WHAT THIS TASK INVOLVES:
Write out, precisely and in full, each line of the material.

STORED ROWS:
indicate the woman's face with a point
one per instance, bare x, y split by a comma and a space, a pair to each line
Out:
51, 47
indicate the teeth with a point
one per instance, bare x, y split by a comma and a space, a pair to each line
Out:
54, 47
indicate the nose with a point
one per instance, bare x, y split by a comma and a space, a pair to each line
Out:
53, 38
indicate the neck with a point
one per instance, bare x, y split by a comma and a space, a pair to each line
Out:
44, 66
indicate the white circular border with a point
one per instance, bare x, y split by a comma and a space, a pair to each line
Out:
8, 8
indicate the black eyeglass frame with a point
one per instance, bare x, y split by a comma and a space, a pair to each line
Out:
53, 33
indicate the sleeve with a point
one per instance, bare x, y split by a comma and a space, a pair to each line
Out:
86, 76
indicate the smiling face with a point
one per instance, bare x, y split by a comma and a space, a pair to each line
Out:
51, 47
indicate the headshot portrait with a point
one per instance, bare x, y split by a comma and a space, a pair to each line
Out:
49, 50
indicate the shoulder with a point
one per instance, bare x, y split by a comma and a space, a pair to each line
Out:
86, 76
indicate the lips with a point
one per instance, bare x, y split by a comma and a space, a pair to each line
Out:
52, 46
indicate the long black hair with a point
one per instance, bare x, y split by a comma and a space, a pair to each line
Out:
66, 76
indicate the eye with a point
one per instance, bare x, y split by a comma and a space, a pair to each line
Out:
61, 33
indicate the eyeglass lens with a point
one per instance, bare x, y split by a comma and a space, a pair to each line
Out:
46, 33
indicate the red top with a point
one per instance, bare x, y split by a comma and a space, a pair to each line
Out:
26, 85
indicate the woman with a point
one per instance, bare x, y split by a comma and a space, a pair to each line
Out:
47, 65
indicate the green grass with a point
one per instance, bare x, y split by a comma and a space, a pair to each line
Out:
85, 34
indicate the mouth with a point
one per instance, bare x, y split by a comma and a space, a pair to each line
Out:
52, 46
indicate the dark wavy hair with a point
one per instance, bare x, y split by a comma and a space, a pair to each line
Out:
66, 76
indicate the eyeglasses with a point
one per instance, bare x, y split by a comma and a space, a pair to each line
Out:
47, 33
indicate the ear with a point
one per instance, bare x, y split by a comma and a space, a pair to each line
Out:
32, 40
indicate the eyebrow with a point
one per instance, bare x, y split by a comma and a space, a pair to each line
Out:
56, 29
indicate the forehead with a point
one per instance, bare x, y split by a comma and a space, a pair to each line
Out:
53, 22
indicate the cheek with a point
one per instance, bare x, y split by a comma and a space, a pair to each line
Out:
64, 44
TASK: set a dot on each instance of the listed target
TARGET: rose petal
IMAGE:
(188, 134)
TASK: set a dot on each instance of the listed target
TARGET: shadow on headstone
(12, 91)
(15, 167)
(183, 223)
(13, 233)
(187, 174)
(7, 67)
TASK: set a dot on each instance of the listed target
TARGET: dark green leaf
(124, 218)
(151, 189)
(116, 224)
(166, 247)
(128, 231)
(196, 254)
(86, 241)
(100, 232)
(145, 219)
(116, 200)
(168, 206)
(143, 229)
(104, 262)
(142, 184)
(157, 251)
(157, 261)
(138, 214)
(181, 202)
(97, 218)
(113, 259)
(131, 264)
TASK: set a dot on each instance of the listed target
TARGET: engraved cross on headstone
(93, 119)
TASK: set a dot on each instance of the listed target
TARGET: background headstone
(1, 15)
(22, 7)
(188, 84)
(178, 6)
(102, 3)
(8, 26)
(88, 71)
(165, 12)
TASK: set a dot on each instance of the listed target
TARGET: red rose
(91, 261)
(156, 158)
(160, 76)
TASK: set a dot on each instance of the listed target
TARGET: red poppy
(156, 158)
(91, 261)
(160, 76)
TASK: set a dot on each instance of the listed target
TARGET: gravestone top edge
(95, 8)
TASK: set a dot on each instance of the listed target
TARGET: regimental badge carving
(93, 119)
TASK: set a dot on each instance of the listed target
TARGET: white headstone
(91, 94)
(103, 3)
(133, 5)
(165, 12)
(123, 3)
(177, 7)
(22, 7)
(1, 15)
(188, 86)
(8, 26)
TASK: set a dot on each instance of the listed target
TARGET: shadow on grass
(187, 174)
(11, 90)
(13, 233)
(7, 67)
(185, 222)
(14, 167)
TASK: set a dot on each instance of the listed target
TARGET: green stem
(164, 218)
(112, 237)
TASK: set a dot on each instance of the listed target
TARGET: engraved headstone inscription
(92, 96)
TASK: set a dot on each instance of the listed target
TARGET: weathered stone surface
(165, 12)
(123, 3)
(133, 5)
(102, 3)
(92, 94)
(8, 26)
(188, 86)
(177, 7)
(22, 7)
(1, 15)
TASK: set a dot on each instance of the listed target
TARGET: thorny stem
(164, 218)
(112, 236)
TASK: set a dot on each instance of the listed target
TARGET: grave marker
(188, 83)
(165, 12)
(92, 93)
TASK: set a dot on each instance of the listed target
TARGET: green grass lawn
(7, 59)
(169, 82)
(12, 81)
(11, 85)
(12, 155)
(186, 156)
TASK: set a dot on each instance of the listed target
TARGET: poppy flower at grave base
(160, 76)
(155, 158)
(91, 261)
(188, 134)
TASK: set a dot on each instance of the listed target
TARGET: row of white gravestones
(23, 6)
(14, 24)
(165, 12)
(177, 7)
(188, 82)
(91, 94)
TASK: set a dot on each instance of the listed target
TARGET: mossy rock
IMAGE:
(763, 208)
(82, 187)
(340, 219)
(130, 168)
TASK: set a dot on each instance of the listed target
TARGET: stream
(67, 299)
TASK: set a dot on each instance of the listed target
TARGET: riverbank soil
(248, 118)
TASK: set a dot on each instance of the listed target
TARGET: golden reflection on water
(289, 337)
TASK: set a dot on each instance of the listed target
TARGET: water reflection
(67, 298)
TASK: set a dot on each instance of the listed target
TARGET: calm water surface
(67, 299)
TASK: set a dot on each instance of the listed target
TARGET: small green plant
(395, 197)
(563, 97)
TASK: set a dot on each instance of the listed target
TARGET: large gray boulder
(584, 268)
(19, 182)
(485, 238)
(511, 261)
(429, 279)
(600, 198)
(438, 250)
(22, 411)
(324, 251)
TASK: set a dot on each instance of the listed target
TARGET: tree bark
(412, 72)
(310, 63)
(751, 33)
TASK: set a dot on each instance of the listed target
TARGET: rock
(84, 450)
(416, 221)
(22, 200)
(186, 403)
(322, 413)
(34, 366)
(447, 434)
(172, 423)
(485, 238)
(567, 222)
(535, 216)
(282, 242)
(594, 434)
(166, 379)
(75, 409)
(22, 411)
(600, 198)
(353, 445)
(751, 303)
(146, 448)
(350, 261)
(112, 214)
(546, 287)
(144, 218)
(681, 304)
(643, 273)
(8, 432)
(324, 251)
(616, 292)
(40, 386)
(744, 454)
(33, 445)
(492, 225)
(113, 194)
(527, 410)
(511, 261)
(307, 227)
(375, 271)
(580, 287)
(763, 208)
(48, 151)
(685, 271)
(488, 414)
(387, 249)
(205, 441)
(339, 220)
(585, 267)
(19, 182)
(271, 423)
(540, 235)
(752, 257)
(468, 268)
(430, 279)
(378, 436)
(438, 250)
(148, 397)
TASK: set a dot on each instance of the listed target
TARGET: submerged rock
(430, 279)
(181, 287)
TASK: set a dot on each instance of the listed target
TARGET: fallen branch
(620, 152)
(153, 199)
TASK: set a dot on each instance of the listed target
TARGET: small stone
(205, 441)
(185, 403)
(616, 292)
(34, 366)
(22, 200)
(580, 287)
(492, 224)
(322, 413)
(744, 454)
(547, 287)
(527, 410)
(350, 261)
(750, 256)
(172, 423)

FINISHED TASK:
indicate the woman's face with a point
one per instance, bare x, y split by a comma and a space, a pair to each line
Out:
51, 47
indicate the teeth with a point
one per instance, bare x, y split by a comma and a space, a pair to each line
Out:
54, 47
indicate the nose with a point
one per instance, bare x, y split by a comma and a space, a pair to each line
Out:
53, 38
indicate the neck with a point
one per instance, bare x, y split by a comma and a space, a pair to each line
Out:
44, 66
indicate the white circular border with a point
one per instance, bare x, y split by a comma and a space, a pair to each line
Out:
8, 8
indicate the black eyeglass frame with a point
one per instance, bare x, y split by a comma and a space, a pair to each line
Out:
53, 33
indicate the sleeve with a point
one per instance, bare x, y split by a comma and a space, a pair to each line
Out:
86, 76
indicate the smiling face with a point
one per instance, bare x, y split by a comma and a space, a pair to each line
Out:
51, 47
indicate the headshot portrait with a point
one per instance, bare x, y split by a comma and a space, a pair to each line
Out:
49, 50
indicate the shoulder with a point
one per instance, bare x, y split by a comma and a space, a pair to each line
Out:
86, 76
indicate the lips with a point
one per instance, bare x, y split by a comma and a space, a pair to each line
Out:
52, 46
indicate the long black hair with a point
one per instance, bare x, y split by a comma and a space, a pair to each line
Out:
66, 76
indicate the eye with a point
one per instance, bare x, y split by a comma and a space, a pair to each line
Out:
61, 33
indicate the eyeglass lens with a point
one per instance, bare x, y split by a comma and a space, a pair to each line
Out:
46, 33
indicate the red top with a point
one per instance, bare x, y split by a comma and a space, a pair to each line
Out:
26, 85
indicate the woman with a point
one per instance, bare x, y split by a comma and a space, a pair to each line
Out:
47, 65
indicate the green grass with a point
one per instance, bare x, y split by a comma and a space, a pair to each line
Out:
85, 34
indicate the mouth with a point
one per instance, bare x, y split by a comma and a space, a pair to each line
Out:
52, 46
indicate the dark wavy hair with a point
one per instance, bare x, y split by a comma and a space, a pair to each line
Out:
66, 76
indicate the eyeglasses with a point
one per instance, bare x, y split by a comma and a space, a pair to each line
Out:
47, 33
indicate the ear with a point
one per instance, bare x, y split by a comma and a space, a pair to each line
Out:
32, 40
indicate the eyebrow with a point
one per instance, bare x, y split by a comma and a space, a pair to each line
Out:
56, 29
indicate the forehead with a point
one per instance, bare x, y split by a comma and a space, a pair to each line
Out:
53, 22
indicate the cheek with a point
one per instance, bare x, y split by a comma and a space, a pair to each line
Out:
64, 44
TASK: set a dot on each instance of the listed target
TARGET: rose petal
IMAGE:
(188, 134)
TASK: set a dot on each instance of the listed target
TARGET: shadow on headstone
(12, 91)
(15, 167)
(183, 223)
(13, 233)
(187, 174)
(7, 67)
TASK: set a dot on each instance of the listed target
TARGET: dark green leaf
(124, 218)
(151, 189)
(116, 224)
(166, 247)
(128, 231)
(196, 254)
(86, 241)
(100, 232)
(145, 219)
(116, 200)
(168, 206)
(143, 229)
(104, 262)
(142, 184)
(157, 251)
(157, 261)
(138, 214)
(181, 202)
(97, 218)
(113, 259)
(131, 264)
TASK: set a dot on each instance of the listed target
TARGET: engraved cross on headstone
(93, 119)
TASK: set a dot on each instance of the listed target
TARGET: background headstone
(1, 15)
(22, 7)
(188, 84)
(178, 6)
(102, 3)
(8, 26)
(88, 71)
(165, 12)
TASK: set a dot on each instance of the listed target
TARGET: red rose
(91, 261)
(156, 158)
(160, 76)
TASK: set a dot on each instance of the listed target
TARGET: red poppy
(156, 158)
(91, 261)
(160, 76)
TASK: set a dot on each instance of the listed target
TARGET: gravestone top edge
(95, 8)
TASK: set a dot on each instance of the listed target
TARGET: regimental badge carving
(93, 119)
TASK: set a dot on each instance of the listed target
TARGET: white headstone
(91, 94)
(103, 3)
(133, 5)
(165, 12)
(123, 3)
(177, 7)
(22, 7)
(1, 15)
(188, 86)
(8, 26)
TASK: set a dot on each instance of the listed target
TARGET: shadow on grass
(187, 174)
(11, 90)
(13, 233)
(7, 67)
(185, 222)
(14, 167)
TASK: set a dot on each instance of the listed target
TARGET: green stem
(164, 218)
(112, 237)
TASK: set a dot on each instance of the listed target
TARGET: engraved headstone inscription
(92, 96)
TASK: set a dot on each instance of the listed target
TARGET: weathered stone surface
(165, 12)
(123, 3)
(133, 5)
(102, 3)
(92, 94)
(8, 26)
(188, 86)
(177, 7)
(22, 7)
(1, 15)
TASK: set a dot on each instance of the listed target
TARGET: thorny stem
(164, 218)
(112, 236)
TASK: set a dot on each instance of the listed target
TARGET: grave marker
(188, 83)
(165, 12)
(92, 93)
TASK: set a dot on each instance of the listed target
TARGET: green grass lawn
(7, 59)
(169, 82)
(12, 81)
(11, 85)
(12, 155)
(186, 156)
TASK: set a dot on each instance of the listed target
TARGET: poppy flower at grave base
(160, 76)
(155, 158)
(91, 261)
(188, 134)
TASK: set a dot on each instance of the listed target
TARGET: row of white gravestones
(23, 6)
(14, 24)
(165, 12)
(177, 7)
(188, 82)
(91, 94)
TASK: set a dot on each instance of the listed target
TARGET: mossy rock
IMAGE:
(763, 208)
(82, 187)
(340, 219)
(130, 168)
TASK: set a dot on each instance of the listed target
TARGET: stream
(67, 299)
TASK: set a dot on each instance of the listed target
TARGET: riverbank soil
(248, 118)
TASK: set a dot on each instance of the listed target
TARGET: golden reflection on water
(289, 337)
TASK: set a dot on each instance of the listed target
TARGET: water reflection
(67, 298)
TASK: set a dot on each instance of the listed target
TARGET: calm water surface
(67, 299)
TASK: set a dot on each instance of the listed target
TARGET: small green plant
(395, 197)
(563, 97)
TASK: set a dot on each instance of the listed target
TARGET: large gray boulder
(584, 268)
(19, 182)
(485, 238)
(511, 261)
(429, 279)
(600, 198)
(438, 250)
(22, 411)
(324, 251)
TASK: set a dot on each instance of the listed target
TARGET: tree bark
(412, 72)
(310, 63)
(751, 33)
TASK: set a dot on each instance of the listed target
TARGET: rock
(84, 450)
(416, 221)
(22, 200)
(186, 403)
(322, 413)
(34, 366)
(447, 434)
(172, 423)
(485, 238)
(567, 222)
(535, 216)
(282, 242)
(594, 434)
(166, 379)
(75, 409)
(22, 411)
(600, 198)
(353, 445)
(751, 303)
(146, 448)
(350, 261)
(112, 214)
(546, 287)
(144, 218)
(681, 304)
(643, 273)
(8, 432)
(324, 251)
(616, 292)
(40, 386)
(744, 454)
(33, 445)
(492, 225)
(113, 194)
(527, 410)
(511, 261)
(307, 227)
(375, 271)
(580, 287)
(763, 208)
(48, 151)
(685, 271)
(488, 414)
(387, 249)
(205, 441)
(339, 220)
(585, 267)
(19, 182)
(271, 423)
(540, 235)
(752, 257)
(468, 268)
(430, 279)
(378, 436)
(438, 250)
(148, 397)
TASK: set a dot on each instance of the listed target
TARGET: submerged rock
(430, 279)
(181, 287)
TASK: set a dot on each instance of the listed target
TARGET: fallen branch
(620, 152)
(153, 199)
TASK: set a dot on each instance of the listed target
TARGET: small stone
(205, 441)
(185, 403)
(616, 292)
(34, 366)
(22, 200)
(580, 287)
(492, 224)
(322, 413)
(744, 454)
(547, 287)
(527, 410)
(350, 261)
(750, 256)
(172, 423)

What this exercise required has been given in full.